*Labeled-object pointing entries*
** start **

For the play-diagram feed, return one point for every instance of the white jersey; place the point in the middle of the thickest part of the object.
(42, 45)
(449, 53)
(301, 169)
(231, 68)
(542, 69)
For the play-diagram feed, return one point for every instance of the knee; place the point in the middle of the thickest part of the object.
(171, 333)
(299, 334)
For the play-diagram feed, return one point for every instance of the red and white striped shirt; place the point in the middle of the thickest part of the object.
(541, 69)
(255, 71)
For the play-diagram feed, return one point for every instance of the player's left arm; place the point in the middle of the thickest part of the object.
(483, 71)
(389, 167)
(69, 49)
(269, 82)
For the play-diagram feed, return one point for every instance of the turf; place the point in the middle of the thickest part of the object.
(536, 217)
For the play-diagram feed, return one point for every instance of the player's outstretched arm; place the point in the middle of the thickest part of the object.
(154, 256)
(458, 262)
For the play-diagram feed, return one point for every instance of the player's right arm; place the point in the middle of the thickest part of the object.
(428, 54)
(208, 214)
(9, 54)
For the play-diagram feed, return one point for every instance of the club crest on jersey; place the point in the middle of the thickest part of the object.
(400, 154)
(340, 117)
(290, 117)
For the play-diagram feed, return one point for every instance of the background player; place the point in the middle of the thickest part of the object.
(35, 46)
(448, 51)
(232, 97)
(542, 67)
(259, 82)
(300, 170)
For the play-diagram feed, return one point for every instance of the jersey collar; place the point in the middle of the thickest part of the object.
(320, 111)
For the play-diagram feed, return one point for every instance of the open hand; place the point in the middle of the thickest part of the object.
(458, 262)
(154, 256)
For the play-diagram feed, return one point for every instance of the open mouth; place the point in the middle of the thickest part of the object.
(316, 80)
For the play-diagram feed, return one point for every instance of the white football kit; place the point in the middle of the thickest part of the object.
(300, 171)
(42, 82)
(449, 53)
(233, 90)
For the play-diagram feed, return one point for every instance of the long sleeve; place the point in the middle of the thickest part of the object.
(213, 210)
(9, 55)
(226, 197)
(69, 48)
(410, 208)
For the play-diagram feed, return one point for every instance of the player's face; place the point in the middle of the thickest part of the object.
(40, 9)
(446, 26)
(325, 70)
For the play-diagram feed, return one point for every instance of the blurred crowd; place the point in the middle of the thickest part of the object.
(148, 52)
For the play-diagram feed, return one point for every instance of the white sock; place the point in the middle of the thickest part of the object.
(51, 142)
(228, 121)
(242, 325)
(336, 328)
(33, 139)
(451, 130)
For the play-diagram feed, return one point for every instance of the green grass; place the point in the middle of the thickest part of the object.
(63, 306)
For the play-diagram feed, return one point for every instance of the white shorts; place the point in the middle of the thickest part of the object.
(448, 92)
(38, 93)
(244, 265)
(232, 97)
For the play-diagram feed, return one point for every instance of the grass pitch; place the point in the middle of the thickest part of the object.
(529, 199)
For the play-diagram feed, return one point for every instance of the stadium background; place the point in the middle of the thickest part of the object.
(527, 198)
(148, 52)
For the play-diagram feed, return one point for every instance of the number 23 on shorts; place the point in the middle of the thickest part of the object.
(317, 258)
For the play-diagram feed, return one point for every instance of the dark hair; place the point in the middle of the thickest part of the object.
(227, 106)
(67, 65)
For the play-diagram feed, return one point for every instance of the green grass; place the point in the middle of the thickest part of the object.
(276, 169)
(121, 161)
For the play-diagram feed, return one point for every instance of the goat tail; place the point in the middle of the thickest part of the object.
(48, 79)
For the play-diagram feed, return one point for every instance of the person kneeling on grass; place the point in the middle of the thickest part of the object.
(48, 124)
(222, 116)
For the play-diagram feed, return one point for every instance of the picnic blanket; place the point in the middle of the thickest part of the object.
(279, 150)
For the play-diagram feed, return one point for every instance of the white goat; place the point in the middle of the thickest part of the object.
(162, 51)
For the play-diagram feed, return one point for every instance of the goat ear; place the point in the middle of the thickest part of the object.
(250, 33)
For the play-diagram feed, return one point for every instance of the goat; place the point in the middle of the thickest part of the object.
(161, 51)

** end **

*Directions*
Extract each line of the listing above, copying it word for word.

*Written answer*
For the play-diagram feed, return one point for every instance of the white jersey; place the point in the middle of the thickest part of the object.
(42, 45)
(449, 53)
(301, 169)
(231, 68)
(542, 69)
For the play-diagram feed, return one point for every instance of the knee; place the point in the middle of the thickest part of the object.
(171, 333)
(299, 334)
For the play-diagram feed, return one point for every instance of the red and white striped shirt; place the point in the middle of the thickest part of the object.
(541, 69)
(255, 71)
For the play-diagram feed, return one point for every instance of the player's left arm; place the point in the middle of the thickest part of the object.
(483, 71)
(389, 167)
(69, 49)
(269, 82)
For the play-diagram feed, return one point for every instance of the turf; place the point in the middle of the thickest part of the object.
(536, 217)
For the play-diagram feed, return one point for every instance of the player's outstretched arm; place the point in the middle of the thickest part of the object.
(154, 256)
(458, 262)
For the play-diagram feed, return one point for every instance of the player's right arm; place the point in the middle of the thickest part of the object.
(428, 54)
(208, 214)
(9, 54)
For the play-diagram feed, return one point for every instance of the club crest on jersey; place the point in the middle of the thickest part of the object.
(400, 154)
(340, 117)
(290, 117)
For the play-diagram feed, return one point for every instance of the background player; place the point in the middle of the thickest part of the object.
(35, 46)
(448, 51)
(232, 97)
(542, 67)
(259, 82)
(300, 170)
For the play-diagram feed, return one point for every instance of the jersey collar; place the point in the middle of the thickest part of the object.
(320, 111)
For the play-diagram feed, return one point for every instance of the open hand; place the point in the middle of the thickest part of the object.
(458, 262)
(154, 256)
For the play-diagram feed, return one point for every instance of the open mouth; place the point in the middle of the thickest part of the object.
(316, 80)
For the play-diagram feed, return one point for every instance of the white football kit; place the point in the middle of the thickest part of the object.
(300, 171)
(42, 82)
(449, 53)
(233, 90)
For the play-diagram feed, return one point for every instance of the long sleeve; place the point in the middle of the thickest part of the object.
(213, 210)
(9, 55)
(226, 197)
(69, 48)
(410, 208)
For the play-diagram feed, return one point for every instance of the player's face; place the point in the middle of the thickest part of the object.
(40, 9)
(446, 26)
(325, 70)
For the play-diagram feed, return one point for every instance of the blurred crowd; place the point in the middle of the thickest part of the object.
(148, 52)
For the play-diagram feed, return one point for every instance of the white sock; place the point in the middle of the thickest part of the object.
(51, 142)
(228, 121)
(242, 325)
(336, 328)
(33, 139)
(451, 130)
For the play-diagram feed, return one point for every instance of the green grass; place the point in the middle of the thickest part of the object.
(63, 306)
For the play-diagram feed, return one point for every instance of the white shorts; place the point in the middle of the thickest part of the object.
(448, 92)
(38, 93)
(244, 265)
(232, 97)
For the play-diagram feed, return one point for every instance of the grass pitch; place the point in the middle of the thickest part of the object.
(529, 199)
For the play-diagram feed, return one point for every instance of the stadium background; place the point in the middle of the thickest part of the object.
(527, 198)
(148, 52)
For the play-diagram feed, return one point for every instance of the number 23 on shorts; place the point in the middle of the thickest part of the object.
(317, 258)
For the play-diagram feed, return one point for every instance of the dark hair; place the point in the middle of the thickest part of the object.
(227, 106)
(67, 65)
For the play-diagram feed, return one point for every instance of the green grass; place the point in the middle of the thickest part of the object.
(276, 169)
(121, 161)
For the play-diagram feed, return one point for every instance of the goat tail; place the point in the middle of the thickest part of the object.
(48, 79)
For the play-diagram feed, return one point for every instance of the person kneeling on grass; place the point in the middle of the thickest part of the object.
(48, 124)
(222, 116)
For the play-diagram feed, return one point for every instance of the picnic blanket; place the point in the middle of the thickest part of the object.
(279, 150)
For the play-diagram feed, return one point for every instance of the white goat; place the point in the middle of the thickest part of the object.
(162, 51)
For the play-diagram feed, return one point for every instance of the goat ear; place the point in the middle of the thickest part of the object.
(250, 33)
For the play-diagram feed, return one point for every instance of the goat; place the point in the middle of the thickest part of the object.
(161, 51)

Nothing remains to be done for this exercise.